Problem to solve: Images should be omitted while the rest of the data is duplicated exactly.

── Source information

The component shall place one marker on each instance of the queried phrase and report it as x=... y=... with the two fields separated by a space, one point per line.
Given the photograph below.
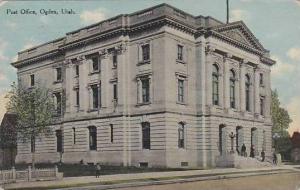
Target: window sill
x=58 y=81
x=94 y=72
x=144 y=62
x=180 y=61
x=143 y=104
x=181 y=103
x=93 y=110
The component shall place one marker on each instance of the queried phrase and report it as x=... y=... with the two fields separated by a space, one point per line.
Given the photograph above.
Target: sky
x=276 y=23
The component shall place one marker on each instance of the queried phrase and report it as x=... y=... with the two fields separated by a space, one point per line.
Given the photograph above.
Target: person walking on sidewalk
x=98 y=168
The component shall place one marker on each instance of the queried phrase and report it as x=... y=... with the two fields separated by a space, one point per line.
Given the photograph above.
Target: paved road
x=267 y=182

────

Expected answer:
The component shall place one marker on each instance of the queried phrase and report it as x=... y=... with the two fields separated by a space, one point per line.
Given the photograph below.
Target: window sill
x=58 y=81
x=94 y=72
x=144 y=62
x=180 y=61
x=143 y=104
x=181 y=103
x=93 y=110
The component shall place one marker on each instance of the queried phrase and report it as x=... y=... with the two fields separated by a space, one point per line.
Given the photograph above.
Target: sky
x=276 y=23
The component shall place one marker on each instance of the queried phrase and report it as x=... y=... with the two fields separated by a space, one point per line.
Given the photograph above.
Target: person walking on sidewalk
x=98 y=168
The component shall place one marker on each instance of the queried phrase and report it as x=... y=... with the two fields separated by a space, one point per line.
Given the photograph above.
Target: paved road
x=267 y=182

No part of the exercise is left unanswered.